= Work instructions =
Please quote only the lines that start at the one with "In this exercise you will tag the wooden wainscoting" and go on to the last line of the data, both ends kept.

::: Source material :::

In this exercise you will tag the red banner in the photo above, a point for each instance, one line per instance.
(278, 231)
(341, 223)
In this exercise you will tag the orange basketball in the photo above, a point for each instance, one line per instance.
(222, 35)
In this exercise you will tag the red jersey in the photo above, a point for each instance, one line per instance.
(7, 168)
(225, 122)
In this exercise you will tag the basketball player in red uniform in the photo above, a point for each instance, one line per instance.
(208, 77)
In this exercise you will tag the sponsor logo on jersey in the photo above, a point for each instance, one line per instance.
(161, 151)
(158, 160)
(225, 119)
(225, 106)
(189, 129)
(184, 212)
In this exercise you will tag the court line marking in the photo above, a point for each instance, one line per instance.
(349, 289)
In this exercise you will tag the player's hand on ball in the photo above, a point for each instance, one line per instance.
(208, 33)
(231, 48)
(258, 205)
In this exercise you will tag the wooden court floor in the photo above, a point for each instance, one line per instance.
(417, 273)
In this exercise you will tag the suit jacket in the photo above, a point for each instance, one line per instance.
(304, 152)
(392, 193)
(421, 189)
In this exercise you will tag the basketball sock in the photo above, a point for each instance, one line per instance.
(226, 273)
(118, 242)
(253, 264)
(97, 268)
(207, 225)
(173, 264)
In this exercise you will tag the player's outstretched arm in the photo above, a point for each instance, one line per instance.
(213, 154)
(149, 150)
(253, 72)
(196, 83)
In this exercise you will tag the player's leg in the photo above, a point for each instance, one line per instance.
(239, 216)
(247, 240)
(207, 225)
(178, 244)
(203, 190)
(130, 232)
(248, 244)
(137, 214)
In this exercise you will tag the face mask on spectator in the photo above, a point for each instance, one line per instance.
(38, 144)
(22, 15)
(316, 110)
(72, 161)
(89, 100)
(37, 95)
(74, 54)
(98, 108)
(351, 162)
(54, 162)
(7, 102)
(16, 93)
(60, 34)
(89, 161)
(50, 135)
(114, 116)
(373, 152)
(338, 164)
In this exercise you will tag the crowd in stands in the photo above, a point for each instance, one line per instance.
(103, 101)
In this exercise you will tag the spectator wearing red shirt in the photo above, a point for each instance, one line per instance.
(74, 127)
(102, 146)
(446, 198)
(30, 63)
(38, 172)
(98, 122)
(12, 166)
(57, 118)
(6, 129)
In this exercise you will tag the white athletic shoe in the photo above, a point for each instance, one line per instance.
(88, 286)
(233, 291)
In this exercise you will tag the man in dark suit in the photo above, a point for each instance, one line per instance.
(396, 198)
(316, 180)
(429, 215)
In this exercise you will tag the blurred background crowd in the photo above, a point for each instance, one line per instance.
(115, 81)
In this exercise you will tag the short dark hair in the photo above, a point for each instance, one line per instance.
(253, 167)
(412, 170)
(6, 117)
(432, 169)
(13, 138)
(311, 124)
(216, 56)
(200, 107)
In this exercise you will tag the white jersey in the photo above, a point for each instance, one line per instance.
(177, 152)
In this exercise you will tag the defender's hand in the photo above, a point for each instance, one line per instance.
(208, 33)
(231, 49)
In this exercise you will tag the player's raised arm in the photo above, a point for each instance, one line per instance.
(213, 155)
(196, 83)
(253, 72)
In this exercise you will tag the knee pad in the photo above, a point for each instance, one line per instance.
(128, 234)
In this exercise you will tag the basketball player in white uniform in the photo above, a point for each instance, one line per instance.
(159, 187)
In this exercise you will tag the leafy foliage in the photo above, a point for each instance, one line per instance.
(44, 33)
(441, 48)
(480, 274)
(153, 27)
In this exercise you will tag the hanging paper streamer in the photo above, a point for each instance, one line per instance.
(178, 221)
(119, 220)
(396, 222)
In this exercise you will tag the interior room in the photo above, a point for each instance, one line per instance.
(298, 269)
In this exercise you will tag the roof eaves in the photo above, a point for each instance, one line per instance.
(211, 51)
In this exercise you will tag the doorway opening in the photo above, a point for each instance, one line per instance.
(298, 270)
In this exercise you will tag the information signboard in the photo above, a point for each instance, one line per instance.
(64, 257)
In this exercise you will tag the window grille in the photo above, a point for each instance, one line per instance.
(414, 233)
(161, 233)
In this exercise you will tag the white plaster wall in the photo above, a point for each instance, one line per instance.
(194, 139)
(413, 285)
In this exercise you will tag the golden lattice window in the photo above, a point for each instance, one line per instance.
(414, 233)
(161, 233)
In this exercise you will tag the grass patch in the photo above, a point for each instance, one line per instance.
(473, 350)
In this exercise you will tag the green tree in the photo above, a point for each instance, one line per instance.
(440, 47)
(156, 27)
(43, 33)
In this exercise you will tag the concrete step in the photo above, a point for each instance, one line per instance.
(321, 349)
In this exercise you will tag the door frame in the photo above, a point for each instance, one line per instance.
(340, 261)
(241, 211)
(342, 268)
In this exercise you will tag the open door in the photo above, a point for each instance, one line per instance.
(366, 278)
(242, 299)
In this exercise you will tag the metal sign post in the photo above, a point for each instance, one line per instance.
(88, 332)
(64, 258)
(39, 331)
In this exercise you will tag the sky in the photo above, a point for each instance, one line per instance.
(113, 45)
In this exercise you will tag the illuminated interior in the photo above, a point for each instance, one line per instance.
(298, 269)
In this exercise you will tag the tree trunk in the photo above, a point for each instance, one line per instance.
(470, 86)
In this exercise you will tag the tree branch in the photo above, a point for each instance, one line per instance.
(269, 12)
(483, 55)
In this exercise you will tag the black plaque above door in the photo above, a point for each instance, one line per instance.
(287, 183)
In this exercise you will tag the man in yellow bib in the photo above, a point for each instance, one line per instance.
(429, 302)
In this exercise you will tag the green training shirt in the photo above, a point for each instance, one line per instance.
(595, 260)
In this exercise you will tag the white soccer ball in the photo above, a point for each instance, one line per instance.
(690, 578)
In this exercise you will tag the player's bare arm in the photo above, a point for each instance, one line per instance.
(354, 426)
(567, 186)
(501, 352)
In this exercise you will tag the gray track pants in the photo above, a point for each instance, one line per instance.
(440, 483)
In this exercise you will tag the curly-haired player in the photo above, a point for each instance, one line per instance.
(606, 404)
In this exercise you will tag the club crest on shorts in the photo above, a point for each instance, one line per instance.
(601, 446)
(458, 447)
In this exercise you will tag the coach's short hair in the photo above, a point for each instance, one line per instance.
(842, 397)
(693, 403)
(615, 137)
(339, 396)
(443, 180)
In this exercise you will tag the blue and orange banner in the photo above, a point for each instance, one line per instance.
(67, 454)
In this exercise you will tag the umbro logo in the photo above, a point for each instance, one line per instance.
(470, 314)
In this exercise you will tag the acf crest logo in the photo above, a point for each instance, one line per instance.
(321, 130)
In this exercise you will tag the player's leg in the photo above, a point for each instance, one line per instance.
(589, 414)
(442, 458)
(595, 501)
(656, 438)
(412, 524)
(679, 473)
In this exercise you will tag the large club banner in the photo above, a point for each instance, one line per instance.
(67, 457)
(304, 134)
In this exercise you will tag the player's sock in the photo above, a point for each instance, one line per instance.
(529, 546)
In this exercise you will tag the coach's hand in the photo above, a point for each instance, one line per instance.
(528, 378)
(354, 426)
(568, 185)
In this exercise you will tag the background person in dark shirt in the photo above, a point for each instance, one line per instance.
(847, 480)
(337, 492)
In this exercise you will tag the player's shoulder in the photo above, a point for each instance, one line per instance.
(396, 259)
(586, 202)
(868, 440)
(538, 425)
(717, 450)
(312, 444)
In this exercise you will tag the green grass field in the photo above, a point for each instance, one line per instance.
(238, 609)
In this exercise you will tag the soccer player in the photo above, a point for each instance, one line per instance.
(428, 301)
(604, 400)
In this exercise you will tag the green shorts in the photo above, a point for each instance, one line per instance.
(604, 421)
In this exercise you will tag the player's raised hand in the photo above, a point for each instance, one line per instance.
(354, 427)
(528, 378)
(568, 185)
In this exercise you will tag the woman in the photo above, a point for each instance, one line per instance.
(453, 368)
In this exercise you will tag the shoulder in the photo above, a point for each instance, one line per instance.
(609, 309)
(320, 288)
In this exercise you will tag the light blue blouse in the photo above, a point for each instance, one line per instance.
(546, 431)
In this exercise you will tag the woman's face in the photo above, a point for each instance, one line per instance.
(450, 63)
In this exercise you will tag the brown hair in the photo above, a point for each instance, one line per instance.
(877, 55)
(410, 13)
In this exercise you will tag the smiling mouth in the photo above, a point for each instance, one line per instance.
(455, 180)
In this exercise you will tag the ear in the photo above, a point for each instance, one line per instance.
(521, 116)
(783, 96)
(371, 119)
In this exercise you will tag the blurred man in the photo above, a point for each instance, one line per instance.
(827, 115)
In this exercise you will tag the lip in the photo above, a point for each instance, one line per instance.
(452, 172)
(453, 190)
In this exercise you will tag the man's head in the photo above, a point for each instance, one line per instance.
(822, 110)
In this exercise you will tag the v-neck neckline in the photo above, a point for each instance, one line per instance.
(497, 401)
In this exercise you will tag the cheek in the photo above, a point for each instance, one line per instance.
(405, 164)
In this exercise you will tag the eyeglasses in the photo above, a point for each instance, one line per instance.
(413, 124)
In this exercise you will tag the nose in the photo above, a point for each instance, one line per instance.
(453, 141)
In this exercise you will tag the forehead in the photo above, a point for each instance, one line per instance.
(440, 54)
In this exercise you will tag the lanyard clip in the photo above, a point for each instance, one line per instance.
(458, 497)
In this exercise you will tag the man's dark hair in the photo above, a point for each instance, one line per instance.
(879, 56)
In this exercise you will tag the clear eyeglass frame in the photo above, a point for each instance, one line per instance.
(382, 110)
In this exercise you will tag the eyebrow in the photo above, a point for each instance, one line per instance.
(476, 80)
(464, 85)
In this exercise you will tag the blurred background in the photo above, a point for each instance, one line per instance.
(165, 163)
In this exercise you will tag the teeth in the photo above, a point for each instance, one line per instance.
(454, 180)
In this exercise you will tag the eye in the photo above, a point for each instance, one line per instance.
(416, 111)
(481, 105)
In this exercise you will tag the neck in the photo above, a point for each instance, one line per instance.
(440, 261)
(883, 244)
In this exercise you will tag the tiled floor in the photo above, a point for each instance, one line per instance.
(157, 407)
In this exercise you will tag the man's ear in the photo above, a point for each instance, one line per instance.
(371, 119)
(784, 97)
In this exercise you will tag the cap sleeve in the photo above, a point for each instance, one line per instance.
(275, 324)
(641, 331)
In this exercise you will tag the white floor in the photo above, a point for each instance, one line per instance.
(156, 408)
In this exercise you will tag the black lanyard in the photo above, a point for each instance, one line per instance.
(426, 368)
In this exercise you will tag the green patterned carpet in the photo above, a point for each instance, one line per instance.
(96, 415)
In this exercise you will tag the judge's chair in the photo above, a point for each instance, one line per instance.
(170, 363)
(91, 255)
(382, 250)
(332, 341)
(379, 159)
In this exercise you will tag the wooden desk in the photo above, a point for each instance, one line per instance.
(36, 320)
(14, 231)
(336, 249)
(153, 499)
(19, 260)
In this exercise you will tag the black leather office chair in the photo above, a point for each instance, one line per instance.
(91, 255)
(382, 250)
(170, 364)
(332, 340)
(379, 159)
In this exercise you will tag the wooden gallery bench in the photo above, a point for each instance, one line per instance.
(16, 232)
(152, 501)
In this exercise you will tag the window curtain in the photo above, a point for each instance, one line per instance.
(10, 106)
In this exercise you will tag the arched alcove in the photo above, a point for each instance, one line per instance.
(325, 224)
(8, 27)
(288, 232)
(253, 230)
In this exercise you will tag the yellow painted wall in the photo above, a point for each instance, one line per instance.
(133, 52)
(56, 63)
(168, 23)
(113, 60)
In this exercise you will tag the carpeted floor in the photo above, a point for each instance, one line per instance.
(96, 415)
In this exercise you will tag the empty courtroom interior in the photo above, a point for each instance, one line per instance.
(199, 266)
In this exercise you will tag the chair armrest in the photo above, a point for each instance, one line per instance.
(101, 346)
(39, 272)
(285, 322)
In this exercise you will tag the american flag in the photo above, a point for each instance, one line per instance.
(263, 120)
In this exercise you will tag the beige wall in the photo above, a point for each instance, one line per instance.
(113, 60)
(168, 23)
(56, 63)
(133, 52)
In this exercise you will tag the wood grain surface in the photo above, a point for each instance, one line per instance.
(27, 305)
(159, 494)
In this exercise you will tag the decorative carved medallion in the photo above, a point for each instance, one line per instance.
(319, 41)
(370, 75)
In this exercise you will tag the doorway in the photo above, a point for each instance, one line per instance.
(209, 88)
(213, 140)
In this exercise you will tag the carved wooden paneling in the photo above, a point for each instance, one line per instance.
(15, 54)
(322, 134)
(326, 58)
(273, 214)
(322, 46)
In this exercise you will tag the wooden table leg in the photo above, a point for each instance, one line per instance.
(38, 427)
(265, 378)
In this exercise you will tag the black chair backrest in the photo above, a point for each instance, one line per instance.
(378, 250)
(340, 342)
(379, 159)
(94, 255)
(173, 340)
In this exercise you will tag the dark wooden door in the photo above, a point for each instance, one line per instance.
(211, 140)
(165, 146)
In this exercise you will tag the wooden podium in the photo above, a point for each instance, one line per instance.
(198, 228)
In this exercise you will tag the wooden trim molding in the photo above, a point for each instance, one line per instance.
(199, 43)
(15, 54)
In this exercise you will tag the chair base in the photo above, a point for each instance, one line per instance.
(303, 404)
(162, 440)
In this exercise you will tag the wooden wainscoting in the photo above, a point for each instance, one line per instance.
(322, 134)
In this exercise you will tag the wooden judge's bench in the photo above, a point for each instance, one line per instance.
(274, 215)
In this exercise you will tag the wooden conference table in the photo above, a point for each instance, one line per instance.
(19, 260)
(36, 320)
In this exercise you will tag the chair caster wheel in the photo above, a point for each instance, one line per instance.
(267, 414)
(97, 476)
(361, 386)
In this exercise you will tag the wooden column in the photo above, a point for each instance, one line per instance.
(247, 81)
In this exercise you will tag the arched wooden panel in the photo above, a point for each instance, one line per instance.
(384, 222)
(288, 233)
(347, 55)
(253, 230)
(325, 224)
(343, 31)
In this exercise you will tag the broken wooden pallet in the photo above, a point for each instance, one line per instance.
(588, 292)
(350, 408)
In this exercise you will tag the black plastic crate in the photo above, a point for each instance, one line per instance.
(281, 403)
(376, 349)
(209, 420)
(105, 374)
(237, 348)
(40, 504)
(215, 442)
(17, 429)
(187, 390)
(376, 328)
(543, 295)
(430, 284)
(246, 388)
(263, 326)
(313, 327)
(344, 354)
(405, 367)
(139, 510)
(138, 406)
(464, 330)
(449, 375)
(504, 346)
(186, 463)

:::

= Expected answer =
In this exercise you will tag the wooden wainscoting in the photo above, a point for each instance, one line per instance.
(322, 134)
In this exercise you will tag the wooden judge's bench in the photo above, a point for each instance, one line per instance.
(274, 215)
In this exercise you will tag the wooden conference table in the photo above, a point for each instance, one line per instance.
(19, 260)
(36, 320)
In this exercise you will tag the chair caster wheel in the photo above, a point for each instance, one line per instance.
(267, 414)
(97, 476)
(361, 386)
In this exercise you will tag the wooden column in the photo above, a point for each instance, one line per instance.
(247, 81)
In this exercise you will tag the arched wooden panel in the photo above, a point for each instance, one line per instance.
(384, 222)
(288, 233)
(347, 55)
(253, 230)
(325, 224)
(343, 31)
In this exercise you will tag the broken wooden pallet in the photo above, a point for each instance, one line per instance.
(588, 292)
(350, 408)
In this exercise you will tag the black plastic crate in the photo above, a point for each instance, one line per instance.
(281, 403)
(376, 349)
(209, 420)
(105, 374)
(237, 348)
(40, 504)
(215, 442)
(17, 429)
(187, 390)
(376, 328)
(543, 295)
(430, 284)
(246, 388)
(263, 326)
(313, 327)
(344, 354)
(405, 367)
(139, 510)
(138, 406)
(464, 330)
(449, 375)
(504, 346)
(186, 463)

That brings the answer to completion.